Begin Text excerpt

The film is set in Hohman, Indiana, a fictionalized version of Shepherd's hometown of Hammond, near Chicago. The name is derived from Hohman Avenue, a major street in downtown Hammond. Local references in the film include Warren G. Harding Elementary School and Cleveland Street (where Shepherd spent his childhood). Other local references include mention of a person "swallowing a yo-yo" in nearby Griffith, the Old Man being one of the fiercest "furnace fighters in Northern Indiana" and that his obscenities were "hanging in space over Lake Michigan", a mention of the Indianapolis 500, and the line to Santa Claus "stretching all the way to Terre Haute". The Old Man is also revealed to be a fan of the Bears (whom he jokingly calls the "Chicago Chipmunks") and White Sox, consistent with living in northwest Indiana. In commemoration of the setting, the City of Hammond holds an annual exhibit regarding the film in November and December, including a statue recreating the scene where Ralphie's friend Flick freezes his tongue to a flagpole.

Director Bob Clark reportedly sent scouts to twenty cities before selecting Cleveland for exterior filming. Cleveland was chosen because of Higbee's Department Store in downtown Cleveland. (Since Higbee's was exclusive to northeast Ohio, the department store referred to in Shepherd's book and the film is most likely Goldblatt's, located in downtown Hammond (with the Cam-Lan Chinese Restaurant three doors down on Sibley Ave). Until they connected with Higbee's, location scouts had been unsuccessful in finding a department store that was willing to be part of the film. Higbee's vice president Bruce Campbell agreed to take part in the project on the condition he is allowed to edit the script for cursing. Ultimately, Higbee's was the stage for three scenes in the film:
 The opening scene in which Ralphie first spies the Red Ryder BB Gun in the store's Christmas window display. Higbee's was known for its elaborate, child-centered Christmas themes and decorations, with Santa as the centerpiece.
 The parade scene, filmed just outside Higbee's on Public Square at 3 AM. The parade was filmed at night because during the daytime the 1960s Erieview Tower and Federal Building was visible from the Public Square, as was the BP Tower, which was under construction at the time.
 Ralphie and Randy's visit to see Santa, which was filmed inside Higbee's. The store kept the Santa slide that was made for the film and used it for several years after the film's release. Higbee's became Dillard's in 1992 and closed permanently in 2002.

In addition to the scenes involving Higbee's, the exterior shots (and select interior shots where Ralphie lived, including the opening of the leg lamp) of the house and neighborhood, were filmed in the Tremont section of Cleveland's West Side. The house used as the Parker home in these scenes has been restored, reconfigured inside to match the soundstage interiors, and opened to the public as "A Christmas Story House". Appropriately, the fictional boyhood home of Ralphie Parker is on Cleveland Street, the name of the actual street where Shepherd grew up.

End Text excerpt

**Instruction:** Decide whether each statement below agrees with the text on the film's setting and locations, answering yes or no and quoting the deciding words of the text. 1. The parade scene was shot at night so that certain buildings near Public Square would not appear. 2. Higbee's vice president agreed to take part provided he could edit the script for violence. 3. Scouts went to twenty cities before Cleveland was selected for exterior filming.

Begin Recorded data

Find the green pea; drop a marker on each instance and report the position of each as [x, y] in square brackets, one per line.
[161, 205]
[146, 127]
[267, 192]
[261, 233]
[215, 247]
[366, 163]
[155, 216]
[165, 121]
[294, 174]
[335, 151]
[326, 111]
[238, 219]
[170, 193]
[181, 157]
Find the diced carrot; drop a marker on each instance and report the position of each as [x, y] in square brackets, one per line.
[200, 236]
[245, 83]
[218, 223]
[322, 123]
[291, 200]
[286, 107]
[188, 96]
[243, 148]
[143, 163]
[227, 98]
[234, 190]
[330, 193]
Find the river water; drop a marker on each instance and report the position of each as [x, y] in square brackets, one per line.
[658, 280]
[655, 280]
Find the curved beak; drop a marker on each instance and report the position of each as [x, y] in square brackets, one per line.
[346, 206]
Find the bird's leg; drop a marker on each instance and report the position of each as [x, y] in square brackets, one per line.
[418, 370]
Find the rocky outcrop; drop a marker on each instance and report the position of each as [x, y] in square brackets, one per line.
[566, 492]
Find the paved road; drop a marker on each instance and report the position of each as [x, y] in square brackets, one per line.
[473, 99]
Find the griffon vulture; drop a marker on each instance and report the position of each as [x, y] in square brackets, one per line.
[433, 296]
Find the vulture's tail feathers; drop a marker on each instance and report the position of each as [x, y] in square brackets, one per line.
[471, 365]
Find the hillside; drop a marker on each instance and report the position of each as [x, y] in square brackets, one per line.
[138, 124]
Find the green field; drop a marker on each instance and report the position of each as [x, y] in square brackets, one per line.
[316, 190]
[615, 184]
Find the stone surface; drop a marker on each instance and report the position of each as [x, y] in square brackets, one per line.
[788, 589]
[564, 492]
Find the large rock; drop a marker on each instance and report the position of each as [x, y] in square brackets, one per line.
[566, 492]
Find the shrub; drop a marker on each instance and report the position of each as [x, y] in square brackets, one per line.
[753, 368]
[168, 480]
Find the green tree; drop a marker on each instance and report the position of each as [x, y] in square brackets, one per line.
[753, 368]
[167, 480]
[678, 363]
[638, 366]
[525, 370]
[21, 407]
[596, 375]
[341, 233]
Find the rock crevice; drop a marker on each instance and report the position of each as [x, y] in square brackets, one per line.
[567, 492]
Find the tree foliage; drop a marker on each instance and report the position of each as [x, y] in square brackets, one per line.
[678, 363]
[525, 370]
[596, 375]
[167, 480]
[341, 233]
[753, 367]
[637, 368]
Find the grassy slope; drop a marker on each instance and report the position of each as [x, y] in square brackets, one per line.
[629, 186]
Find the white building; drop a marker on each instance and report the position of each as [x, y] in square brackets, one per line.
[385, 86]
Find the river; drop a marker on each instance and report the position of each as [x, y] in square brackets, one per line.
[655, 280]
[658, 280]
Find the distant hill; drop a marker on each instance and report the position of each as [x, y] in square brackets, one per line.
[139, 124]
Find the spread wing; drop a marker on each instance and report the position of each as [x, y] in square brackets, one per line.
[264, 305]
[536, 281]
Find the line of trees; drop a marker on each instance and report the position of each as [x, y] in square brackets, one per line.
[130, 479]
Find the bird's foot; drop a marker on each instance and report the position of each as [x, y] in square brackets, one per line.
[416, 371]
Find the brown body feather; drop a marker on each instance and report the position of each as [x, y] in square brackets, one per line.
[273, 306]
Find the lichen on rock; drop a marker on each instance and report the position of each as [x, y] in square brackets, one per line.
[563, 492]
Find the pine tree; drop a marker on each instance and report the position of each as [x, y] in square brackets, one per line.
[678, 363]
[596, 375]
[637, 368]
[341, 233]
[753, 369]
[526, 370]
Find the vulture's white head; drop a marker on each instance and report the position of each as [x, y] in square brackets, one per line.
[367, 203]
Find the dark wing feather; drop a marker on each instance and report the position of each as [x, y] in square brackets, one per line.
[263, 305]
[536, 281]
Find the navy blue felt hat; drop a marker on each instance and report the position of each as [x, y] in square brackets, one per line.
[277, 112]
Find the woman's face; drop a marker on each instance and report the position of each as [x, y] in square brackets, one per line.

End Recorded data

**Expected answer:**
1. Yes: "The parade was filmed at night because during the daytime the 1960s Erieview Tower and Federal Building was visible from the Public Square"
2. No: "on the condition he is allowed to edit the script for cursing"
3. Yes: "Director Bob Clark reportedly sent scouts to twenty cities before selecting Cleveland for exterior filming"